In the rows below, can you copy verbatim every line starting with the one that contains "query (the noun phrase to segment): nose" and going on through the one that contains "Return the outline of every instance of the nose", with both of those lines included?
--- Begin ---
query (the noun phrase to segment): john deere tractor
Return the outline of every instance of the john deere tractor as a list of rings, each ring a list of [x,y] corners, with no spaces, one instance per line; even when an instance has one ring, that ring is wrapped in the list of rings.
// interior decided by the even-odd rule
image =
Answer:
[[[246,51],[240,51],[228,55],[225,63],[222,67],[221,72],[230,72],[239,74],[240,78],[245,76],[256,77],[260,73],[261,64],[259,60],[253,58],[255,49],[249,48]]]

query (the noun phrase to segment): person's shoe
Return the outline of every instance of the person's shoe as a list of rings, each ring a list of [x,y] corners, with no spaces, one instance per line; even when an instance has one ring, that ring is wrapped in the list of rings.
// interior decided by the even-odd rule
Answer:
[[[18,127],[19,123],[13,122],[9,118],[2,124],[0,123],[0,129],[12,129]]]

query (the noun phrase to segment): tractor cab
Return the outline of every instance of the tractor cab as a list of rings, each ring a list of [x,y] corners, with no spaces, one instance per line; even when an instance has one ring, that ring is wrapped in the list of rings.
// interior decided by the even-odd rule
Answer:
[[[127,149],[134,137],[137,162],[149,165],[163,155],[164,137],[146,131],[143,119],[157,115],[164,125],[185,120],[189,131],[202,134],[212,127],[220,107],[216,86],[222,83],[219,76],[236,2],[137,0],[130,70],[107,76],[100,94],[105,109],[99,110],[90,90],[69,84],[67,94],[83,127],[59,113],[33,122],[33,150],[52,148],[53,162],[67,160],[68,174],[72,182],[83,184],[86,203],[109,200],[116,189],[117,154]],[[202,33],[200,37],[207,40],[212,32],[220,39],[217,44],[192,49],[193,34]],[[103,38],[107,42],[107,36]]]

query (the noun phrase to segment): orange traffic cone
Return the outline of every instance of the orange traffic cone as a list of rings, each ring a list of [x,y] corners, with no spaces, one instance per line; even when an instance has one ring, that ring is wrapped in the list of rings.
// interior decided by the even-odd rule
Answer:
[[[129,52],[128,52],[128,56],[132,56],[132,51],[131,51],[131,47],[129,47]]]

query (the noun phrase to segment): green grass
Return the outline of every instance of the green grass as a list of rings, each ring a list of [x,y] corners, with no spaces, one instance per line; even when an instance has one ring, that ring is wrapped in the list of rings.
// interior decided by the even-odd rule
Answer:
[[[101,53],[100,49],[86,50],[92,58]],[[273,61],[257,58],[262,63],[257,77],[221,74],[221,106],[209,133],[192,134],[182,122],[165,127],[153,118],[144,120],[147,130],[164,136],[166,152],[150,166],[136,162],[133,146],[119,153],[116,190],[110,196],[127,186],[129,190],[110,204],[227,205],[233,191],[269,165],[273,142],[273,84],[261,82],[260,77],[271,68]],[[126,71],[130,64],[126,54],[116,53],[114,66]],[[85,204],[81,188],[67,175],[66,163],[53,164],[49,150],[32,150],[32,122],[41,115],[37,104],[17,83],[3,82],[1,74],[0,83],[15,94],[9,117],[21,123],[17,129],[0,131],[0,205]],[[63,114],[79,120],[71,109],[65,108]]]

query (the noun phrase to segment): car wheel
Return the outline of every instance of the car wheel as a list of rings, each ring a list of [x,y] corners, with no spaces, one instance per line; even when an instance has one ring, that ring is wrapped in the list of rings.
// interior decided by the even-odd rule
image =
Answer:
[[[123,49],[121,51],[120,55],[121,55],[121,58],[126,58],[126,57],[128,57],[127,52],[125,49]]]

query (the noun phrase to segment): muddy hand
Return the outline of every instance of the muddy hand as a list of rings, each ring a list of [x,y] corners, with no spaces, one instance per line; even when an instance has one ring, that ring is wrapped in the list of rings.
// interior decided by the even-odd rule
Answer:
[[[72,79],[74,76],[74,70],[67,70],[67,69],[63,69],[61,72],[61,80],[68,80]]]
--- End ---
--- Begin ---
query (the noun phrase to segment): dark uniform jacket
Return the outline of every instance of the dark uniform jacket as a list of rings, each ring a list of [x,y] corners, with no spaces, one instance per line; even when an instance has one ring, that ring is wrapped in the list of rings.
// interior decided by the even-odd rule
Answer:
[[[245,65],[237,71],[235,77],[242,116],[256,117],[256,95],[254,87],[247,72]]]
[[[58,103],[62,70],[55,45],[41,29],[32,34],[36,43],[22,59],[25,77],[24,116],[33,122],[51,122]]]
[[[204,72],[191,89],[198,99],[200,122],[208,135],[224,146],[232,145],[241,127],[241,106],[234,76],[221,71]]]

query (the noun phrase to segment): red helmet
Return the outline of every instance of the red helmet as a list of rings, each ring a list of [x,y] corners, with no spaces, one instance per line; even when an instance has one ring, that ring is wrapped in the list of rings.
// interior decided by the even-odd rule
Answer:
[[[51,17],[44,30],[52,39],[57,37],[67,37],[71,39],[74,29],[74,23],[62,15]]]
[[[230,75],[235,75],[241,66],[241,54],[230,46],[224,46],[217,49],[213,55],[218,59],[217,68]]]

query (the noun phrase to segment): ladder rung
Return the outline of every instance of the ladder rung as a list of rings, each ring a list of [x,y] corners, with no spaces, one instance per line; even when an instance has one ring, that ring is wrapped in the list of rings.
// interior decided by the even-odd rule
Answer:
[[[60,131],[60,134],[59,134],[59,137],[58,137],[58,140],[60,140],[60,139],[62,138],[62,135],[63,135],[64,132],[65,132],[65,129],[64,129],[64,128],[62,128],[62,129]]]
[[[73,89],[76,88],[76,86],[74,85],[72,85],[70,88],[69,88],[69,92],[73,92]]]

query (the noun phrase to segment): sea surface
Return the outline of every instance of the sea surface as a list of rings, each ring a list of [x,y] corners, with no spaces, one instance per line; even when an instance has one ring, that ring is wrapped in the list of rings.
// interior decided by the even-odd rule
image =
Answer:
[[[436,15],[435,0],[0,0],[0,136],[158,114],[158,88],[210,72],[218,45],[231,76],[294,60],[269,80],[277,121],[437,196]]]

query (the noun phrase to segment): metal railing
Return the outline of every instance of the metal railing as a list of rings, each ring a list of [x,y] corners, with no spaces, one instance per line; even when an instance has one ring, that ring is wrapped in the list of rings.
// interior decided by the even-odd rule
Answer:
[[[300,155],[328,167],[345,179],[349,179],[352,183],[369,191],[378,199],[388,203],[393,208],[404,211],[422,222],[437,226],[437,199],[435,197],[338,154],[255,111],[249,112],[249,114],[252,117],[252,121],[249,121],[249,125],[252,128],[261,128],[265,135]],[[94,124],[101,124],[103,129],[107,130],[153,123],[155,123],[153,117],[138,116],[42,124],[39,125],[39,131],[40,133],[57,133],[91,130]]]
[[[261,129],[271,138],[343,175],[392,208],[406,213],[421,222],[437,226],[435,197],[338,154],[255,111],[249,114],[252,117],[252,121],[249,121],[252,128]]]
--- End ---
--- Begin ---
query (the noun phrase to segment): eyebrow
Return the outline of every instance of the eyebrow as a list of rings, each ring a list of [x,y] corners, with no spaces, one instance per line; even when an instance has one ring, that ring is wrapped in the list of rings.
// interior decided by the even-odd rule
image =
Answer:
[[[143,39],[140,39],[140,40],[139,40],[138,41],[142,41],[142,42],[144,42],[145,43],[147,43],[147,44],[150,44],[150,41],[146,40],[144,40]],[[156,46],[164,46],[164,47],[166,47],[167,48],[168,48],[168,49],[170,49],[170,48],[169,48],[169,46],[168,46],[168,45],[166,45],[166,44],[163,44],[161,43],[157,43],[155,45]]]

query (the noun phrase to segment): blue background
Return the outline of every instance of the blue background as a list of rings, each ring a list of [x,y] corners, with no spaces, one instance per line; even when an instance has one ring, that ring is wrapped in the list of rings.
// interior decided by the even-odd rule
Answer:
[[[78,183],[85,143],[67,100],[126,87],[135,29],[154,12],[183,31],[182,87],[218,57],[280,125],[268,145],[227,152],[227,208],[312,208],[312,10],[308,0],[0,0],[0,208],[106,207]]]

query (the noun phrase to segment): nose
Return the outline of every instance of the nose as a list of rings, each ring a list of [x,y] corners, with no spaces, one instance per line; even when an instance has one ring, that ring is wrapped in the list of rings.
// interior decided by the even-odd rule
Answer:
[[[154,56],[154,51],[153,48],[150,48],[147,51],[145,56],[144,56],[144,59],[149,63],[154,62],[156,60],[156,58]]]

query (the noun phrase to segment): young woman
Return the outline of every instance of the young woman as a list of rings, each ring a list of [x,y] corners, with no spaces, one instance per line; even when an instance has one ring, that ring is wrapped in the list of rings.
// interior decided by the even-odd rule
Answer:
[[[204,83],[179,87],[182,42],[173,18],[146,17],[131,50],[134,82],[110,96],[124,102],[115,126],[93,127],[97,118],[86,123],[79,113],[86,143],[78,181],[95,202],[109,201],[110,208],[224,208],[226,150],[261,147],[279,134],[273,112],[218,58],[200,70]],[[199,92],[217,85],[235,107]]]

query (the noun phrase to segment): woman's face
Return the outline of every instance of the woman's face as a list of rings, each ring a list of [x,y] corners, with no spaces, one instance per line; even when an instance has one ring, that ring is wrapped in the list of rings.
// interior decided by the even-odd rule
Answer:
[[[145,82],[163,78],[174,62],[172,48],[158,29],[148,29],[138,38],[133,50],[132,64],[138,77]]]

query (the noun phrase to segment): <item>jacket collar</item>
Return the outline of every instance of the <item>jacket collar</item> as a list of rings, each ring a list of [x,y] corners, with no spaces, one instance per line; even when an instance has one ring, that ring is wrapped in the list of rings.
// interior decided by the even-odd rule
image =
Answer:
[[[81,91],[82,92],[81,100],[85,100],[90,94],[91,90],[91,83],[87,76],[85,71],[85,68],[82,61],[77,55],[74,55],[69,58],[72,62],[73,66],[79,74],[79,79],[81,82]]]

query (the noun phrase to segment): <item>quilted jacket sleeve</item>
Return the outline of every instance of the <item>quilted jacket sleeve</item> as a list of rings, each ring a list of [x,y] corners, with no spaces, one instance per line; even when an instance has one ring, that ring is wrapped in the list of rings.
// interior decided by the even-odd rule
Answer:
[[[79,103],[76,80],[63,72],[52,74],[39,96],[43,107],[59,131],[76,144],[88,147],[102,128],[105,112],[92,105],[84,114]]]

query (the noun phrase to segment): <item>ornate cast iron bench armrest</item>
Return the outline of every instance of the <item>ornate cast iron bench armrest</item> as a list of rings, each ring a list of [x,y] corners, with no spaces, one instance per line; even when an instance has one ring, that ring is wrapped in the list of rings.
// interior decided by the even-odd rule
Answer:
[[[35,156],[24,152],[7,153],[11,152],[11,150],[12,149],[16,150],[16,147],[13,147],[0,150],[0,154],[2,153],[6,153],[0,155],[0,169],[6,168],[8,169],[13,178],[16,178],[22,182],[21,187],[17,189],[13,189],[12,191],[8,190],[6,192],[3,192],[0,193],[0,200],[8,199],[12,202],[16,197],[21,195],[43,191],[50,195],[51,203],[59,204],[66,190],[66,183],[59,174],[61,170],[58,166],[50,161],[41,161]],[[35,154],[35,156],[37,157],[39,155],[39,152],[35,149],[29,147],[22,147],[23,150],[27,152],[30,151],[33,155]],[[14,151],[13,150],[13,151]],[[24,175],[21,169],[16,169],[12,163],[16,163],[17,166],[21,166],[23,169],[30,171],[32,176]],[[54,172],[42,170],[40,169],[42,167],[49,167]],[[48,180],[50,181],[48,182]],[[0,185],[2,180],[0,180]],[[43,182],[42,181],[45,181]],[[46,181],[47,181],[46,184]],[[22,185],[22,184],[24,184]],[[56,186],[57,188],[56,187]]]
--- End ---
**RESULT OF THE EXERCISE:**
query (the noun phrase to segment): nose
Return the outline of every instance of the nose as a list of rings, each ring a list of [x,y] corners, with no spaces, one instance per line; even when an instance has one ring, that ring is wrapped in the list of rings.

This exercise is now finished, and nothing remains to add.